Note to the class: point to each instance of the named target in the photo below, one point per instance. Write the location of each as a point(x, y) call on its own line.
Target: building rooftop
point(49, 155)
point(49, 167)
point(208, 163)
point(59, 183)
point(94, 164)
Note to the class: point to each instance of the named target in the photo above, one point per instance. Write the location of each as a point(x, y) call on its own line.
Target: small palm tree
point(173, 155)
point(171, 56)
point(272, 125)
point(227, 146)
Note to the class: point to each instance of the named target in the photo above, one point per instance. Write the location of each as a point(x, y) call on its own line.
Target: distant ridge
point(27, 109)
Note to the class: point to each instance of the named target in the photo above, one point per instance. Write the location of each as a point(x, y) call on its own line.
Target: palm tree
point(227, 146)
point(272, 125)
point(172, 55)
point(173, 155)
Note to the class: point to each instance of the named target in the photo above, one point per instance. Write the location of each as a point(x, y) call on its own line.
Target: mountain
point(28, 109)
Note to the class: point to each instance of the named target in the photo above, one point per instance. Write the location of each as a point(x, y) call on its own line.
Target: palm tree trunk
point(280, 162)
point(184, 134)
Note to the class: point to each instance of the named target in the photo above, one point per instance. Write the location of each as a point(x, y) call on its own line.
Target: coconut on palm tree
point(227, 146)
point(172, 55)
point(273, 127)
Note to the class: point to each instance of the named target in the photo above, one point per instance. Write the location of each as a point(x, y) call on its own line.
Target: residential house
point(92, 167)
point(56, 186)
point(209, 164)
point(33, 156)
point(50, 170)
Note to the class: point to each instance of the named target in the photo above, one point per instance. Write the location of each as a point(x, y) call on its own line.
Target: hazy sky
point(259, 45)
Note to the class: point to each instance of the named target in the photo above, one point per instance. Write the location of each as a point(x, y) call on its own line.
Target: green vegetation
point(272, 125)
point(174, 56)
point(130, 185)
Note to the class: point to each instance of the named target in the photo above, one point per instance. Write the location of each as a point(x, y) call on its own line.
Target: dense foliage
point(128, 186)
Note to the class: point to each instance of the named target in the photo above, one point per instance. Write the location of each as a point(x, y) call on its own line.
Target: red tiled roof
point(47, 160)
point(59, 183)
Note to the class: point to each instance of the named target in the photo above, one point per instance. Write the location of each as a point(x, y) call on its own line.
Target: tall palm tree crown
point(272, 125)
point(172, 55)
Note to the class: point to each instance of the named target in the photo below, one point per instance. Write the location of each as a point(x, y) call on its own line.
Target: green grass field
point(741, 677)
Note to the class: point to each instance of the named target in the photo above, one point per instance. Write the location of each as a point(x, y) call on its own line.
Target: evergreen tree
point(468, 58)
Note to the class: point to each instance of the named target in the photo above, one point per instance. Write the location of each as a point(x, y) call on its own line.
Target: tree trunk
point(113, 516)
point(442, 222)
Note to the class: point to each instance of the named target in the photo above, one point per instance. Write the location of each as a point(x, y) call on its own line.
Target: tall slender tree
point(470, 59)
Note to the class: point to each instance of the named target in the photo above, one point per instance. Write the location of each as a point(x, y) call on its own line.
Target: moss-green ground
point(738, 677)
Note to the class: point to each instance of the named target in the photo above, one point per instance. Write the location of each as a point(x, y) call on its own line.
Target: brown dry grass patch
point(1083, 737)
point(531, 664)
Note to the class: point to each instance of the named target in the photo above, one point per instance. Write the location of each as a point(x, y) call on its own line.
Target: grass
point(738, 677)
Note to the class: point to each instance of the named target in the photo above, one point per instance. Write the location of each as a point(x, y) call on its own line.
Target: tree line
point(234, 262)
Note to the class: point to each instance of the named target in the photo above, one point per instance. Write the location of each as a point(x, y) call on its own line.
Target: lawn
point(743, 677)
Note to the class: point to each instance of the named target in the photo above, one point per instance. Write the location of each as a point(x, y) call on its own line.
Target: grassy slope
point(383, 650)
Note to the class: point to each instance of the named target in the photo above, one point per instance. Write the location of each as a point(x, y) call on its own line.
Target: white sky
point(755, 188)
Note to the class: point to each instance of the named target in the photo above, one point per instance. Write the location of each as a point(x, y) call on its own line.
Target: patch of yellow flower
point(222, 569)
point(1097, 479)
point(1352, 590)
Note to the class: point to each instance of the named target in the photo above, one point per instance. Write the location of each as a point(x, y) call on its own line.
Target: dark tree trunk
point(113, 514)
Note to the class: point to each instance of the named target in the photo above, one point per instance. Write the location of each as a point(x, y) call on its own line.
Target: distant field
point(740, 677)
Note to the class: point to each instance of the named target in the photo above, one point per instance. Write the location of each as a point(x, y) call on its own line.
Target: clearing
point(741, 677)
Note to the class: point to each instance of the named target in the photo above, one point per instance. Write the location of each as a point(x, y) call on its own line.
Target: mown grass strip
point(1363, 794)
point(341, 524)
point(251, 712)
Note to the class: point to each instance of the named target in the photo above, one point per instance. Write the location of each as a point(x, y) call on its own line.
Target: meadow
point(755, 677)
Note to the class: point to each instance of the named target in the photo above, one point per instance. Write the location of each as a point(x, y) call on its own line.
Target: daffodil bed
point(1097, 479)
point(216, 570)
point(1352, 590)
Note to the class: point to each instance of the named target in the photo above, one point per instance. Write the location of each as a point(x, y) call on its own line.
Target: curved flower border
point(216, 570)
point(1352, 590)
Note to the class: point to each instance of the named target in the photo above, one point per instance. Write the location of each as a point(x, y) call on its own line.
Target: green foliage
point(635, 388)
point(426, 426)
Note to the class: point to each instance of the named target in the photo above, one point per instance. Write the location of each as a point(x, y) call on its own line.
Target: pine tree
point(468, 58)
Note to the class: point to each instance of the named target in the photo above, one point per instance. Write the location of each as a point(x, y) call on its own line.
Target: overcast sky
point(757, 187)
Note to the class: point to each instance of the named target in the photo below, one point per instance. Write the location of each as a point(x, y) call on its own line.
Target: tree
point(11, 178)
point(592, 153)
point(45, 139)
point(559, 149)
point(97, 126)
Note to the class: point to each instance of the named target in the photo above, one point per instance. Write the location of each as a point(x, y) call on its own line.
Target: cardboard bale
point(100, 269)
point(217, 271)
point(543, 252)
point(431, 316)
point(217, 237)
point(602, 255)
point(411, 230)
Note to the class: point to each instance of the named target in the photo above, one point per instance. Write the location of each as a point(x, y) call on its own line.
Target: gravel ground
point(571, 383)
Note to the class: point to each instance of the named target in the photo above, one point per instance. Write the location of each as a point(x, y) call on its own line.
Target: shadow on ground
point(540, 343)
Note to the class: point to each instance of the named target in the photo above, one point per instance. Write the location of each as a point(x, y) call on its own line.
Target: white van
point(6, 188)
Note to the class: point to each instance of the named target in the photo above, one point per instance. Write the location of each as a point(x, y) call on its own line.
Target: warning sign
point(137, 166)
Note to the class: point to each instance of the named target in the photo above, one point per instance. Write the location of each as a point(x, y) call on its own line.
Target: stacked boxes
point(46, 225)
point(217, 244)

-----

EXERCISE DIRECTIONS -
All the lines above must be output exactly, with none omitted.

ANSWER SECTION -
Note to the class: point to each instance of the named target in the photo below, one point per instance. Write the location of each as a point(x, y) call on its own line.
Target: building rooftop
point(49, 155)
point(49, 167)
point(208, 163)
point(59, 183)
point(94, 164)
Note to the class: point to each instance of the named target in the photo above, one point per instance. Write the location of each as a point(x, y) call on its own line.
Target: small palm tree
point(173, 155)
point(171, 56)
point(272, 125)
point(227, 146)
Note to the class: point to each instance of the named target in the photo above, one point per instance. Write the location of each as a point(x, y) call on its own line.
Target: distant ridge
point(27, 109)
Note to the class: point to each instance of the named target in the photo above, one point per instance. Write the location of each as a point(x, y) call on its own line.
Target: palm tree
point(227, 146)
point(272, 125)
point(172, 55)
point(173, 155)
Note to the class: point to each instance of the named target in the photo above, one point per instance. Write the location of each as a point(x, y) call on its own line.
Target: mountain
point(28, 109)
Note to the class: point to each instance of the named target in the photo above, one point per instance. Write the location of each as a point(x, y) call on its own line.
Target: palm tree trunk
point(280, 162)
point(184, 134)
Note to the class: point to each instance of the named target in the photo above, one point per instance. Write the location of each as a point(x, y) call on its own line.
Target: coconut on palm tree
point(227, 146)
point(172, 55)
point(273, 127)
Note to the class: point to each instance of the named target in the photo above, one point per instance. Write the location of each as a point(x, y) call on its own line.
Target: residential house
point(92, 167)
point(56, 186)
point(209, 164)
point(33, 156)
point(50, 170)
Note to the class: point to each instance of the named target in the photo above, one point per instance. Write the location of each as a point(x, y) call on its own line.
Target: hazy sky
point(259, 45)
Note to the class: point to each instance of the named target in the photo above, one point per instance. Write the location of each as a point(x, y) call on its own line.
Target: green vegetation
point(272, 125)
point(174, 56)
point(130, 185)
Note to the class: point to each instance of the named target in the photo above, one point per instance. Write the location of each as a point(x, y) call on its own line.
Target: dense foliage
point(128, 186)
Note to the class: point to each instance of the named target in the photo above, one point per instance. Write the location of each as a point(x, y) call on its own line.
Target: red tiled roof
point(47, 160)
point(59, 183)
Note to the class: point to each instance of the named target in the photo above, one point per instance. Write the location of each as a point(x, y) call on its own line.
Target: tall palm tree crown
point(272, 125)
point(172, 55)
Note to the class: point to each instance of the named target in the photo below, one point per instance. Write the location of each as a point(x, y) call on its own line.
Target: green grass field
point(741, 677)
Note to the class: point to each instance of the named target in the photo above, one point per instance. Write the location of each as a point(x, y) call on its own line.
Target: evergreen tree
point(468, 58)
Note to the class: point to each instance of the named target in the photo above, one point per instance. Write the location of each as a point(x, y) call on its own line.
Target: tree trunk
point(113, 516)
point(442, 222)
Note to the class: point to each instance of the named target in the photo above, one point per instance. Write the location of each as a point(x, y) call on its own line.
Target: tall slender tree
point(470, 59)
Note to the class: point to each instance of the named target in the photo above, one point per instance. Write the location of each as a point(x, y) call on its own line.
Target: moss-green ground
point(738, 677)
Note to the class: point to each instance of the named target in the photo above, one point per instance. Write the location of each as a point(x, y) call on its own line.
Target: brown dry grass patch
point(1083, 737)
point(531, 664)
Note to the class: point to each instance of the named target in the photo above, one point per instance. Write the location of each as a point(x, y) call on its own line.
Target: grass
point(738, 677)
Note to the class: point to each instance of the named target in the photo above, one point per instance. Write the location of each as a point(x, y) call on its own line.
Target: tree line
point(234, 262)
Note to the class: point to each instance of the named target in the photo above, one point per instance. Write the location of each as a point(x, y) call on its own line.
Target: lawn
point(743, 677)
Note to the class: point to each instance of the named target in the photo above, one point per instance. Write the location of each as a point(x, y) call on its own line.
Target: grassy slope
point(383, 650)
Note to the class: point to each instance of the named target in the photo above, one point per instance. Write the location of each as a point(x, y) call on its own line.
Target: white sky
point(755, 188)
Note to the class: point to each instance of the named target in the photo above, one point per instance. Write the location of each as a point(x, y) call on its own line.
Target: patch of yellow flower
point(222, 569)
point(1097, 479)
point(1352, 590)
Note to the class: point to each instance of the named target in the photo above, one point per instance. Write the location of each as a point(x, y) call on its own line.
Target: dark tree trunk
point(113, 514)
Note to the class: point to each instance of the named target in the photo above, one point per instance. Write the location of each as a point(x, y) call on its own line.
Target: distant field
point(740, 677)
Note to the class: point to each instance of the named target in the photo above, one point per instance. Write the location of each as a point(x, y) call on its own line.
Target: clearing
point(741, 677)
Note to the class: point to each instance of the named target in the photo above, one point per instance. Write the location of each as a point(x, y) call on its own line.
Target: mown grass strip
point(1363, 794)
point(341, 524)
point(251, 712)
Note to the class: point to each instance of the named target in the photo above, one point per instance. Write the location of each as a point(x, y) call on its own line.
Target: meadow
point(755, 677)
Note to the class: point to each instance of the named target in the photo above, one point per instance. Write the location of each as a point(x, y) call on its own line.
Target: daffodil bed
point(1097, 479)
point(216, 570)
point(1352, 590)
Note to the class: point to each instance of the named target in the photo above, one point per instance. Write the location of each as a point(x, y) call on its own line.
Target: curved flower border
point(216, 570)
point(1352, 590)
Note to the class: point to each instance of the named target in the photo above, one point per instance. Write the location of each as a point(x, y) call on its own line.
Target: green foliage
point(635, 388)
point(426, 426)
Note to the class: point to each instance of the named target in the photo above, one point per instance. Write the location of each as a point(x, y) call on its own line.
Target: pine tree
point(468, 58)
Note to the class: point to each instance of the named target in the photo above, one point per instance. Write the location of each as a point(x, y) call on its own line.
Target: overcast sky
point(757, 187)
Note to the class: point to each instance of the named target in the photo below, one point per instance. Write the location of each as a point(x, y) call on its own line.
Target: tree
point(11, 178)
point(592, 153)
point(45, 139)
point(559, 149)
point(97, 126)
Note to the class: point to each instance of the named target in the photo above, one point per instance. Write the location of each as a point(x, y) call on its own line.
Target: cardboard bale
point(100, 269)
point(217, 271)
point(543, 252)
point(431, 316)
point(217, 237)
point(602, 255)
point(411, 230)
Note to the class: point to each instance of the named target in the photo above, one point per instance. Write the location of each as a point(x, y) call on its own line.
Target: gravel ground
point(571, 383)
Note to the class: point to each instance of the named target in the photo above, one point per instance. Write the location of each as a point(x, y) call on its own line.
Target: shadow on ground
point(540, 343)
Note to the class: point to each instance of the named target in the photo above, one point per instance. Write the location of each as a point(x, y) call on its own line.
Target: white van
point(6, 188)
Note to the class: point to each instance of the named target in the photo above, one point per instance. Write the location of each as a point(x, y) call on its own line.
Target: warning sign
point(137, 166)
Note to the class: point to each instance of the named target in the photo above, one point per instance. Write the location of each as a point(x, y) call on its own line.
Target: stacked boxes
point(46, 225)
point(217, 244)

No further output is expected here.